**WHAT IS REQUIRED:**
Please return the passage of the RCU article from "The Silent Hero" to "thousand to one?", copied word for word.

**SUPPLIED TEXT:**
╭──

Implementing A Efficient Read Copy Update (Rcu) Mechanism For Linux Kernel Modules

2019-09-08 · Leonardo Benicio

Summary

A comprehensive technical exploration of implementing a efficient read copy update (rcu) mechanism for linux kernel modules, covering key concepts, practical implementations, and real-world applications.

Contents

The Silent Hero of Concurrency: Implementing an Efficient Read-Copy Update (RCU) Mechanism for Linux Kernel Modules

Introduction: The Kernel’s Invisible City Planner

The kernel is a city that never sleeps. Inside this sprawling metropolis of data structures, millions of concurrent transactions—system calls, interrupts, context switches—whirl past every second. At the heart of this chaos lies a fundamental tension: the need for speed versus the ironclad requirement of consistency. For decades, the standard solution to this tension was the lock: the mutex, the spinlock, the semaphore. These are the traffic cops of the kernel, stopping one lane of execution so another can safely cross. But what happens when the traffic never stops? What happens when the readers outnumber the writers ten thousand to one?

The lock becomes a bottleneck. The very mechanism designed to ensure safety begins to suffocate performance. Every read operation, no matter how trivial—a simple pointer traversal to look up a routing table entry, a hash table probe to find a file’s dentry—must take the hit of acquiring and releasing a lock. In a highly concurrent system, these millions of microseconds of waiting add up to a palpable drag on the entire machine.

This is the problem that Read-Copy Update (RCU) was born to solve. If conventional locking is the city’s stoplight, RCU is a tiered highway system with flyover lanes. It allows readers to fly through a data structure at near-zero overhead, never waiting, never blocking, while writers perform their modifications in the shadows. It is one of the most elegant, powerful, and intellectually satisfying synchronization mechanisms ever devised. It is also, notoriously, one of the most difficult to implement correctly.

╰──

**MATERIAL SHOWN:**
╭──

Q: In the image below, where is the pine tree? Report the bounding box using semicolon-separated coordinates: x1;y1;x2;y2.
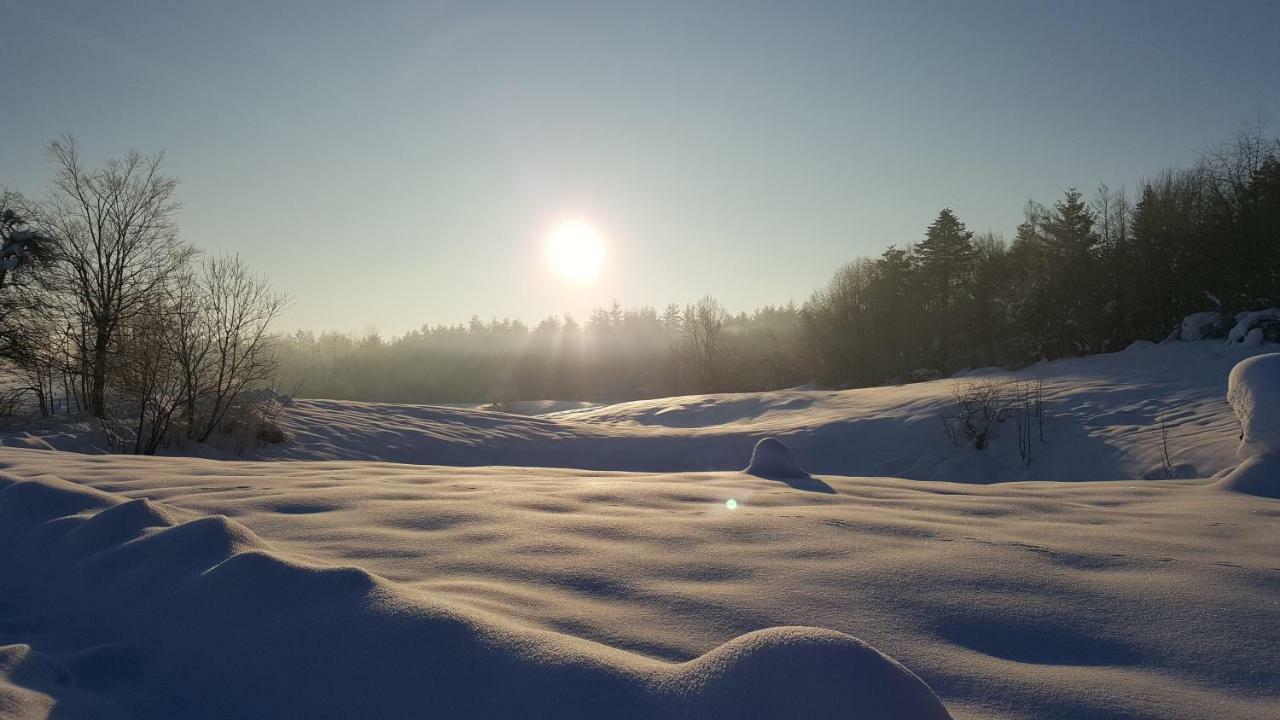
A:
915;208;977;369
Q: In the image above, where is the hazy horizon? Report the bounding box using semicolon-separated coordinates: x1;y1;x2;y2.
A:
0;0;1280;334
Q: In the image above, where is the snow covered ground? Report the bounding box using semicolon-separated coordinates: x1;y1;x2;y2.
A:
0;342;1280;720
254;341;1275;483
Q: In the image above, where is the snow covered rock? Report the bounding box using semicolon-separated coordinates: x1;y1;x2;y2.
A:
0;474;950;720
1221;352;1280;497
746;437;809;479
1178;310;1234;342
1226;307;1280;346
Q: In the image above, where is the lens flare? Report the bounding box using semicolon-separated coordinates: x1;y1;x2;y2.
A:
547;220;604;284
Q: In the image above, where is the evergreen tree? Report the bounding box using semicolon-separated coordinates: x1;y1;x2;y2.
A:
915;208;975;370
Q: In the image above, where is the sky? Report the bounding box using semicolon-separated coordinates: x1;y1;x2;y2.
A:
0;0;1280;336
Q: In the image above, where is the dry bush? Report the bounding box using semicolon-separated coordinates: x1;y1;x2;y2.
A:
942;378;1044;465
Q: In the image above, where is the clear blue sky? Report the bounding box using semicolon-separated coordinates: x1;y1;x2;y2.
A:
0;0;1280;333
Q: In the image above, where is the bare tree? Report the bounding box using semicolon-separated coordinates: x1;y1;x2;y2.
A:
40;137;195;418
182;256;289;442
681;295;728;389
113;302;186;455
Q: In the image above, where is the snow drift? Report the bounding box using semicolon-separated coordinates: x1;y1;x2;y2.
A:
1221;352;1280;498
0;478;950;720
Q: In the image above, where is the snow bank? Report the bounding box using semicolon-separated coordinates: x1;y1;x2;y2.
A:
1226;307;1280;347
1221;351;1280;497
0;478;950;720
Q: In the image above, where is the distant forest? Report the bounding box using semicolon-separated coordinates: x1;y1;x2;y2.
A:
276;127;1280;405
0;128;1280;425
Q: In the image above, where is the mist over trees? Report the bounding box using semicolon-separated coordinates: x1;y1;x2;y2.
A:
278;128;1280;404
0;137;285;454
0;121;1280;430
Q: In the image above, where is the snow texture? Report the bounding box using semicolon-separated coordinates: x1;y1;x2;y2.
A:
0;480;950;720
1179;311;1230;342
1221;352;1280;498
0;341;1280;720
1226;307;1280;347
746;437;809;479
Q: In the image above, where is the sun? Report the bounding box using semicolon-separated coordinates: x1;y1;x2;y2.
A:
547;220;604;284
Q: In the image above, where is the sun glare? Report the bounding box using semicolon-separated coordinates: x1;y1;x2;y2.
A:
547;220;604;284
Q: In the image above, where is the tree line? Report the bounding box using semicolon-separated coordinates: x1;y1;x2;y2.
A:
800;121;1280;386
0;137;287;454
0;127;1280;438
278;128;1280;402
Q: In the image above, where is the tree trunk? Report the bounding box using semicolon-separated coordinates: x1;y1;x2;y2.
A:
90;327;110;419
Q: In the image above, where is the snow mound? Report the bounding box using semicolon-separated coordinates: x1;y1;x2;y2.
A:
746;437;809;479
0;477;950;720
1221;351;1280;497
1226;352;1280;460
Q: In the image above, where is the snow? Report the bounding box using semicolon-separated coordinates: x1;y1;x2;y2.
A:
238;341;1275;483
1226;307;1280;346
1179;311;1228;342
0;468;950;720
0;341;1280;720
745;437;809;479
1221;352;1280;498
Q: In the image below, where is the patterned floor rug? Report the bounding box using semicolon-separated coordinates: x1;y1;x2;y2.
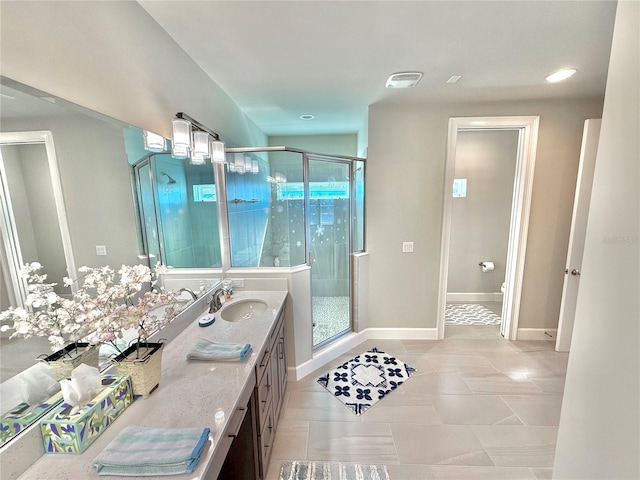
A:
318;348;416;415
444;303;501;325
280;462;389;480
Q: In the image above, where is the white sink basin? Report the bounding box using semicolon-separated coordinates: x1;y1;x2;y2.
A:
220;299;267;322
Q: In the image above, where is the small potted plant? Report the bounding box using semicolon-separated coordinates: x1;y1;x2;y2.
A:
0;262;99;379
76;265;178;397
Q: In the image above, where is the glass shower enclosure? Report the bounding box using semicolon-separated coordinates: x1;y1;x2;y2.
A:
134;147;365;347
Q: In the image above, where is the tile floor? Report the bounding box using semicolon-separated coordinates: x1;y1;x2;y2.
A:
267;326;568;480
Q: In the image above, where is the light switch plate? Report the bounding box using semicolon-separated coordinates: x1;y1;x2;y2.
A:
402;242;413;253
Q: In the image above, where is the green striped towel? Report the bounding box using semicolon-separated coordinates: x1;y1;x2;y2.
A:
187;337;251;362
93;425;209;477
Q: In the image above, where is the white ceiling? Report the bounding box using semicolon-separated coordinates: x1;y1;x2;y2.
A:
138;0;616;135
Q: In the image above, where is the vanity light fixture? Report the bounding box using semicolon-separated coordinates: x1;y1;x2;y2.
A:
172;112;225;165
546;68;577;83
172;118;191;158
144;130;167;152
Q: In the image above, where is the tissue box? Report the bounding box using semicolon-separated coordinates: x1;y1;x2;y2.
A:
0;392;62;446
40;375;133;453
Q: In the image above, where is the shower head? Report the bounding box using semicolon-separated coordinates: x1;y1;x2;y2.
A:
160;172;177;185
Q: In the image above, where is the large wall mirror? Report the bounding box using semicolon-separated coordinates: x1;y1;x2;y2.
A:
0;77;155;444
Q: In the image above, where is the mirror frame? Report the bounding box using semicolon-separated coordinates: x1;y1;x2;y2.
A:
0;130;76;308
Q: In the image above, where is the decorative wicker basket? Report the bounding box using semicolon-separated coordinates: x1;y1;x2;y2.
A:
40;342;100;380
112;343;164;398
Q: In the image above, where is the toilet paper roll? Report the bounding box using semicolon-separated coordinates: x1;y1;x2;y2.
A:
480;262;496;273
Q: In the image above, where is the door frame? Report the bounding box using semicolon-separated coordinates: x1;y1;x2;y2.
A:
436;116;540;340
303;152;354;351
556;118;602;352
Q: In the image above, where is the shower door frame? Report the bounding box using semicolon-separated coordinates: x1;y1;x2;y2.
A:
224;146;366;351
303;153;355;350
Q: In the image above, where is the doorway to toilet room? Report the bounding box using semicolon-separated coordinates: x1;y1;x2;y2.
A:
445;130;518;326
437;117;539;340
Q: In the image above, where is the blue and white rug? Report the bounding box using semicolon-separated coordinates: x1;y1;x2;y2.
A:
318;348;416;415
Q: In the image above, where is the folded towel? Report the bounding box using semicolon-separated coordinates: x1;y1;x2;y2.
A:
93;425;209;477
187;337;251;362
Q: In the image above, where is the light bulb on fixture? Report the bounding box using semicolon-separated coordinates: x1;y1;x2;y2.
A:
189;154;205;165
233;153;245;174
171;118;191;158
193;131;209;158
546;68;577;83
144;130;166;152
211;140;226;163
171;145;189;160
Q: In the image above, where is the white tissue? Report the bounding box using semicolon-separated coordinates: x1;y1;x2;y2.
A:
20;362;60;406
60;363;102;411
481;262;496;273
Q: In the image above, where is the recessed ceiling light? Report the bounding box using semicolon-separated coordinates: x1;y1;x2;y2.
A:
547;68;577;83
386;72;422;88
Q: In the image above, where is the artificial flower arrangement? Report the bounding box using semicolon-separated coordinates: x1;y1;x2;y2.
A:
0;262;178;351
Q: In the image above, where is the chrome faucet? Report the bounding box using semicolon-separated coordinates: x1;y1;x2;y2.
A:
178;287;198;302
209;287;231;313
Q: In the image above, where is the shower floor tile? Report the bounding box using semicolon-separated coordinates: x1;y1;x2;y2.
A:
312;297;350;345
444;303;501;325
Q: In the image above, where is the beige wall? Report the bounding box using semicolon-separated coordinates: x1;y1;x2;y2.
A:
366;98;602;328
0;1;267;274
0;1;267;146
269;134;358;157
553;1;640;480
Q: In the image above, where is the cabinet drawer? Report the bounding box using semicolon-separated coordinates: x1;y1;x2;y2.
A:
268;307;284;349
256;345;271;384
258;362;275;425
258;404;275;478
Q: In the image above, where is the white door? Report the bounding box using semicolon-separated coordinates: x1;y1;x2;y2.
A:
556;119;601;352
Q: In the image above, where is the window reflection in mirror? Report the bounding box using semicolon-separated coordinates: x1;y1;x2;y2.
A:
0;77;169;443
134;153;222;268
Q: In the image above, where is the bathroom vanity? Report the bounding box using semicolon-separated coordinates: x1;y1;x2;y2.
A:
19;291;287;480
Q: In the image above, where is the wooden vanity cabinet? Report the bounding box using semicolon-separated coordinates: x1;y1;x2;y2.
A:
255;307;287;479
216;307;287;480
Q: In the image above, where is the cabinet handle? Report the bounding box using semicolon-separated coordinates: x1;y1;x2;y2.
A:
228;407;247;438
260;350;270;368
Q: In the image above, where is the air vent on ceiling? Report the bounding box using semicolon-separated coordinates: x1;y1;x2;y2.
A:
386;72;422;88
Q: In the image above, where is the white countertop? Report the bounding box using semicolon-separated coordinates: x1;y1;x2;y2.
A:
19;291;287;480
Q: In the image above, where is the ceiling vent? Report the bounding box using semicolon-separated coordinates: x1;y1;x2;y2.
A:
386;72;422;88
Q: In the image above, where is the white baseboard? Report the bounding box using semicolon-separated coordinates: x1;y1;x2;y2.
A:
447;292;502;302
287;328;438;381
518;328;558;341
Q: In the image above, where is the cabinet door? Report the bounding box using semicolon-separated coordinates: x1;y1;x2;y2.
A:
277;334;287;401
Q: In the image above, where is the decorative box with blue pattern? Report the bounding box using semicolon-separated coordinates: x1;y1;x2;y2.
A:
0;392;62;446
40;375;133;453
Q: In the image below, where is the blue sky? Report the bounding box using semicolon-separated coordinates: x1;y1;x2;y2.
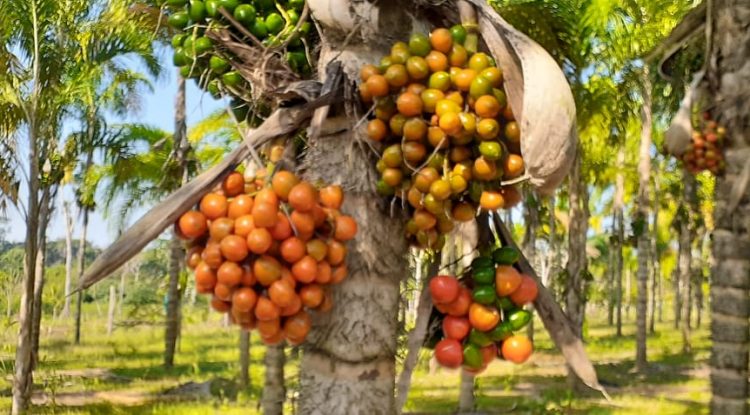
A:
5;50;223;248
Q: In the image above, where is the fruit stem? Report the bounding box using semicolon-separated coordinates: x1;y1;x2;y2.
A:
458;0;479;54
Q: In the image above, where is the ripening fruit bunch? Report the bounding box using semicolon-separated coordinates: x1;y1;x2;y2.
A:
176;170;357;344
682;112;727;174
430;247;538;373
360;25;524;252
163;0;312;102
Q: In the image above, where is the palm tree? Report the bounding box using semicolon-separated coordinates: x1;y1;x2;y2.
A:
91;111;238;367
708;0;750;415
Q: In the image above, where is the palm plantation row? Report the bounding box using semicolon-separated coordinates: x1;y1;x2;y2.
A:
0;0;747;414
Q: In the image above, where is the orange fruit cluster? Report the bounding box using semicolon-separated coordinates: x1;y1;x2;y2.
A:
429;248;538;373
181;170;357;344
682;112;727;174
359;26;525;248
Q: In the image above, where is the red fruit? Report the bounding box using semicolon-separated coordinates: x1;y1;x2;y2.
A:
430;275;459;304
510;275;539;306
435;339;464;369
443;316;471;341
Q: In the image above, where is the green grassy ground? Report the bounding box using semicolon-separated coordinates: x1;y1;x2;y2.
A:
0;316;709;415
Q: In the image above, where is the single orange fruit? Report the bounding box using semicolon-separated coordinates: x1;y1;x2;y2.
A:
221;171;245;197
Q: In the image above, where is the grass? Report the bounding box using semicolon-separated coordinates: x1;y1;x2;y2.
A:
0;315;710;415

╰──

**OUTPUT OF THE TASK:**
The Silent Hero of Concurrency: Implementing an Efficient Read-Copy Update (RCU) Mechanism for Linux Kernel Modules

Introduction: The Kernel’s Invisible City Planner

The kernel is a city that never sleeps. Inside this sprawling metropolis of data structures, millions of concurrent transactions—system calls, interrupts, context switches—whirl past every second. At the heart of this chaos lies a fundamental tension: the need for speed versus the ironclad requirement of consistency. For decades, the standard solution to this tension was the lock: the mutex, the spinlock, the semaphore. These are the traffic cops of the kernel, stopping one lane of execution so another can safely cross. But what happens when the traffic never stops? What happens when the readers outnumber the writers ten thousand to one?